Source:
-=-=-=-=-
Qinik peers at the construct curiously.  *"You think so, do you?  That we should fight instead of sneak because we aren't good at sneaking?  Well, isn't that something.  Ah... please.... err, could you put the swingy death stick away my metalic friend, its a bit early yet.  Hmmm now, this is interesting indeed."*

Qinik paces a bit, circling around 187 and mumbling into his white beard, and finally chortles.

*"I have a thought.  Could it be... that it is your... belief... that the best course of action is the one which has the best chance of success?  Wonderful!  What a quaint notion!  Ah, what philosopher wouldn't relish such a one to converse with.  Ah, I find myself sadly at a loss for how to convey the nuance of foolish decision-making that most folks employ.  Ah yes let's see..."*

Qinik paces a bit more, shaking his head and talking to himself.

*"You see, most folks try not to go round killing other folks if they can... err... avoid it.  Cause it's sort of... err... horrible... the death and killing.  When everyone starts killing one another, well, things are mighty unpleasant for the whole lot.  But, well, sometimes the avoiding's worse than killing.  Hmmm, not sure that's the best way to put it... err, does any of this... err... make sense to you Mr. Numbers?"*

Qinik seems more interested in philosophical discussions that resolving the decision of whether to sneak or blaze a trail.  If asked, he will indicate that he still favors a more cautious approach, but is fine with throwing caution to the wind if that is the group's consensus.


----------



## Baileyborough (Jun 30, 2011)

As the human circles it, speaking in that way that fleshlings tended to when they really didn't care what others said, [187]'s eyes dimmed from red to orange. As the philosophical musings continue, its eyes turn purple as it tries to follow what is being said.
Deciding that it has nothing to do with it, it stands to attention again, and waits for further input.


----------



## Walking Dad (Jun 30, 2011)
-=-=-=-=-
Collected material:
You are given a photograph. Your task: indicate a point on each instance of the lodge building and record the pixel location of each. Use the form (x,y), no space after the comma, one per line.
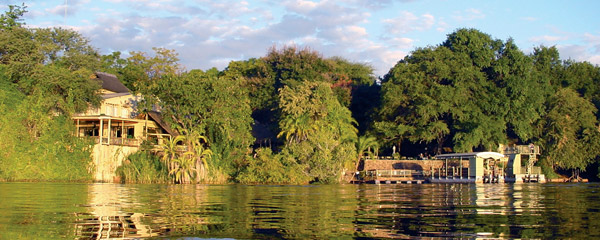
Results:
(119,126)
-=-=-=-=-
Exercise prompt:
Quote the forum thread from "## Baileyborough (Jun" to "for further input.". The listing has nothing to do with the forum thread.

Exercise solution:
## Baileyborough (Jun 30, 2011)

As the human circles it, speaking in that way that fleshlings tended to when they really didn't care what others said, [187]'s eyes dimmed from red to orange. As the philosophical musings continue, its eyes turn purple as it tries to follow what is being said.
Deciding that it has nothing to do with it, it stands to attention again, and waits for further input.